#### Given instruction:
Write out, word for word, the stretch from the start of the records through the line that contains "(479, 149), (501, 209)".

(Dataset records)
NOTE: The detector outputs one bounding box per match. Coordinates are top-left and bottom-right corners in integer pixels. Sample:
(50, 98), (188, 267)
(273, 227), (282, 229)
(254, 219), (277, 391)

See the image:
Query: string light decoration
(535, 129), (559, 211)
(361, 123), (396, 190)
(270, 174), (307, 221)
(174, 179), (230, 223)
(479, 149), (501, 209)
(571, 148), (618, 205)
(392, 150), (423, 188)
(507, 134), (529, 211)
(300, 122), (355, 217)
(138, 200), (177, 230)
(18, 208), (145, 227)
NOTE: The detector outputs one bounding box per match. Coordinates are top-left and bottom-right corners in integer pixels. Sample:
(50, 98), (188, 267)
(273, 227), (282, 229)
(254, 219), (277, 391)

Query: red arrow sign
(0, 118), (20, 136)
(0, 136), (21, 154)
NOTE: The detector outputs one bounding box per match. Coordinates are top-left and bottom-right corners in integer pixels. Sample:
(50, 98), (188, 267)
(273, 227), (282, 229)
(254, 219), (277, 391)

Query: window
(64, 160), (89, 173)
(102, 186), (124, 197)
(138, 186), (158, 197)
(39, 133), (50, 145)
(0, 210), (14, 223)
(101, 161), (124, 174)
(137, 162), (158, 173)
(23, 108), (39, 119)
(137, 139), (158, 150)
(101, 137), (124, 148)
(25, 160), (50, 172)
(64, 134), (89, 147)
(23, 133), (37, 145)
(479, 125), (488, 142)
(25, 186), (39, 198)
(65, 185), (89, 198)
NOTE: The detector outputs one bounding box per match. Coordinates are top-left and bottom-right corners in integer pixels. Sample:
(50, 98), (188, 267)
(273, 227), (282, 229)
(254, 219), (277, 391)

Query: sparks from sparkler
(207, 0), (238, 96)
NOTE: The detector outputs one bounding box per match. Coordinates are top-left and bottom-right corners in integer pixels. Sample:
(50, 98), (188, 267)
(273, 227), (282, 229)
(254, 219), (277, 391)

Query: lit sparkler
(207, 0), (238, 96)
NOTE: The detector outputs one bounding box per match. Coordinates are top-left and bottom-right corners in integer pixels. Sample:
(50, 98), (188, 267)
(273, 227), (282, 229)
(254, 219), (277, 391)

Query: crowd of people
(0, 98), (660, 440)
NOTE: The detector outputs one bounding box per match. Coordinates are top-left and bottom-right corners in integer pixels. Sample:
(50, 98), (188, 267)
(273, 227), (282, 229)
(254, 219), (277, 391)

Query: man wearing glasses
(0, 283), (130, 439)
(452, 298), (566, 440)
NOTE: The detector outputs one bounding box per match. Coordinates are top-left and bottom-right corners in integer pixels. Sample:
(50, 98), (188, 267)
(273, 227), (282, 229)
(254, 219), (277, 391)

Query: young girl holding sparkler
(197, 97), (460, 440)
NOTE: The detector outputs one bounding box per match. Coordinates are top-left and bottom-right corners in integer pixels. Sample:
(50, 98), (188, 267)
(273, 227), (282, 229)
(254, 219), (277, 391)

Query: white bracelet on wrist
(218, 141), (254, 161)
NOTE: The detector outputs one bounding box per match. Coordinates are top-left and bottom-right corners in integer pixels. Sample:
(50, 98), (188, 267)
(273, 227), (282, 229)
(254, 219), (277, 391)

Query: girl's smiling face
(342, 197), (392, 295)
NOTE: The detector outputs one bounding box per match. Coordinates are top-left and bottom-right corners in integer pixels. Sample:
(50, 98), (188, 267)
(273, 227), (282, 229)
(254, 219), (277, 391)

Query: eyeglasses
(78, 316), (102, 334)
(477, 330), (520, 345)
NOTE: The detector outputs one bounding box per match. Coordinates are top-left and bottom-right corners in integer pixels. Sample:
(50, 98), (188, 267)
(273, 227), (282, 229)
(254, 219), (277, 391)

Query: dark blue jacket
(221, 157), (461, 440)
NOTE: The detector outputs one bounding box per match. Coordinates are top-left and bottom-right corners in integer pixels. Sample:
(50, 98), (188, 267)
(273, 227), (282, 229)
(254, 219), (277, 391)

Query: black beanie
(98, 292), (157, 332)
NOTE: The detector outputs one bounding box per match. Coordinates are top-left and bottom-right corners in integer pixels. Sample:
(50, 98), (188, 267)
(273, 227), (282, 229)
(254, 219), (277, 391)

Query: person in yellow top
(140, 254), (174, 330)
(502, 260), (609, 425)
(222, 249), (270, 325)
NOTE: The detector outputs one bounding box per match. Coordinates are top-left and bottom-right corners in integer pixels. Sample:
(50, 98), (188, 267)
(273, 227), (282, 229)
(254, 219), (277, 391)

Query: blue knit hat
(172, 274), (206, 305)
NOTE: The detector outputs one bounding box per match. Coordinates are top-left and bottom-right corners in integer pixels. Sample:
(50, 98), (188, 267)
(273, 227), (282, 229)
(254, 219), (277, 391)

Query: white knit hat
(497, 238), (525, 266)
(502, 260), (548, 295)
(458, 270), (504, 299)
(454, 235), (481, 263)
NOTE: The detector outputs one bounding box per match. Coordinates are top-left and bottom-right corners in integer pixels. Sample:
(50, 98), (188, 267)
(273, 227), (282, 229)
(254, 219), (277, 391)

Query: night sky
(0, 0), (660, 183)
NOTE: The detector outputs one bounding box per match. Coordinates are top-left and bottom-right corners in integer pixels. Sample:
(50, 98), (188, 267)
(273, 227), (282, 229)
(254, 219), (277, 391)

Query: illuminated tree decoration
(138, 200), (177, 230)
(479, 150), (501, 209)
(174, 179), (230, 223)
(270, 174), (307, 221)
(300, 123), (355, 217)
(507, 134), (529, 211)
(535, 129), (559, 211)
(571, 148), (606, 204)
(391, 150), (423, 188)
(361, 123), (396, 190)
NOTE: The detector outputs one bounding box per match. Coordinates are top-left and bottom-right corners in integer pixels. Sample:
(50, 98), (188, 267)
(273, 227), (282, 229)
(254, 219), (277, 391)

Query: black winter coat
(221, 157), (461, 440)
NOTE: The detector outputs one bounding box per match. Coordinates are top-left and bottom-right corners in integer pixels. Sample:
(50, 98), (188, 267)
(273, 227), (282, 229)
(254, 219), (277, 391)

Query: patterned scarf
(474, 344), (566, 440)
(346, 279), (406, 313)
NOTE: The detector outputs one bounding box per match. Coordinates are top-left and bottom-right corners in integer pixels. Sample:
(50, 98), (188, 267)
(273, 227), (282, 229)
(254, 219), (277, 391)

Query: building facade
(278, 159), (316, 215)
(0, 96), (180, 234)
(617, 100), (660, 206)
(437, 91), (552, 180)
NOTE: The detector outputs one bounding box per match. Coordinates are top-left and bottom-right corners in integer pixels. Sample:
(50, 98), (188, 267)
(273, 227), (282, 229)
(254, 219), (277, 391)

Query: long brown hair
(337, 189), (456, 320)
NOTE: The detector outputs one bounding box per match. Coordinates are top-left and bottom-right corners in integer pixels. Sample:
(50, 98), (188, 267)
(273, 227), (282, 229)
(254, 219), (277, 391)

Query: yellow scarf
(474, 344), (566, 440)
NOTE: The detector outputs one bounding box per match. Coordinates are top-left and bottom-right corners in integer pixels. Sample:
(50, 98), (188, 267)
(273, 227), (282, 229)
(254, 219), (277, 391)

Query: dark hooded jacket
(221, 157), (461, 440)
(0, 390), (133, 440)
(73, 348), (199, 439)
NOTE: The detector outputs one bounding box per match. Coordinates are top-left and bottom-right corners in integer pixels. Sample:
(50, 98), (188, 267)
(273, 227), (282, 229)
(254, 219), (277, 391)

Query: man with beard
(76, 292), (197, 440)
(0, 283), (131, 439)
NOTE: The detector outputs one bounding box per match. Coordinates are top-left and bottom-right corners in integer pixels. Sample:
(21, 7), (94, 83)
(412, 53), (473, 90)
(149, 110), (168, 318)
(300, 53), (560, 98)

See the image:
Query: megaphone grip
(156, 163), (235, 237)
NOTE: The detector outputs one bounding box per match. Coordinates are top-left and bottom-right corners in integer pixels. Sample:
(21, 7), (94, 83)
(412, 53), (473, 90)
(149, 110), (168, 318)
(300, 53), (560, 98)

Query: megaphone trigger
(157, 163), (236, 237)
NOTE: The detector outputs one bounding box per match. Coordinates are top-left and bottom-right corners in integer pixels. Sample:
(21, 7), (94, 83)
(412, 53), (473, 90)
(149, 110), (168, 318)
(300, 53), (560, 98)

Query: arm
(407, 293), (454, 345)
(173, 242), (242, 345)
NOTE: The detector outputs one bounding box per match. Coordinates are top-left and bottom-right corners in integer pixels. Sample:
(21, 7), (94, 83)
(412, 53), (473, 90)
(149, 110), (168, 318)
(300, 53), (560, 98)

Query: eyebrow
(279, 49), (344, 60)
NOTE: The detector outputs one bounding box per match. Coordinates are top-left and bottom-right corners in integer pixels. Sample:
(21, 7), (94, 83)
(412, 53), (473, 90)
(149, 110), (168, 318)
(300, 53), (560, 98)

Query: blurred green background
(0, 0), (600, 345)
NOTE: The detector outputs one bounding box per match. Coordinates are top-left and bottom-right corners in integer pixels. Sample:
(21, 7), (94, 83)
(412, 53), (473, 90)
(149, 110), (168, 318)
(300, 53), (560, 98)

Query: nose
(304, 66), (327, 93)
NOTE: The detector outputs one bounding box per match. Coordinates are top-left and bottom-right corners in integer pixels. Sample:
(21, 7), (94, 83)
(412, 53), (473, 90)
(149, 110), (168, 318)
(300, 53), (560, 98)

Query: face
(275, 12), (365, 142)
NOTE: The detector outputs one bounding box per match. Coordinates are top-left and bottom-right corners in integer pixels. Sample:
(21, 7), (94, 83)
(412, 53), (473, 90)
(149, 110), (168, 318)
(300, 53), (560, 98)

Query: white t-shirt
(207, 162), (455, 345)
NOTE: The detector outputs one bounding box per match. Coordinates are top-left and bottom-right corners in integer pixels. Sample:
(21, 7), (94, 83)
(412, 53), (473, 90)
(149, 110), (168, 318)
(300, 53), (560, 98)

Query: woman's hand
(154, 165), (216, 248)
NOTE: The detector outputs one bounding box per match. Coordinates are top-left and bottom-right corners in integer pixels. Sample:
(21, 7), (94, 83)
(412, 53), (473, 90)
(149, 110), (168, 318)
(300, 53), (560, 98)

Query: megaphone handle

#### Reply:
NOTE: The detector outputs one bounding box per match. Coordinates are top-left and bottom-right corners in integer pixels. Sample:
(50, 98), (188, 267)
(273, 227), (282, 229)
(254, 219), (277, 391)

See the image:
Query: string light decoration
(535, 129), (559, 211)
(361, 123), (396, 190)
(270, 174), (307, 221)
(174, 179), (230, 223)
(479, 149), (501, 209)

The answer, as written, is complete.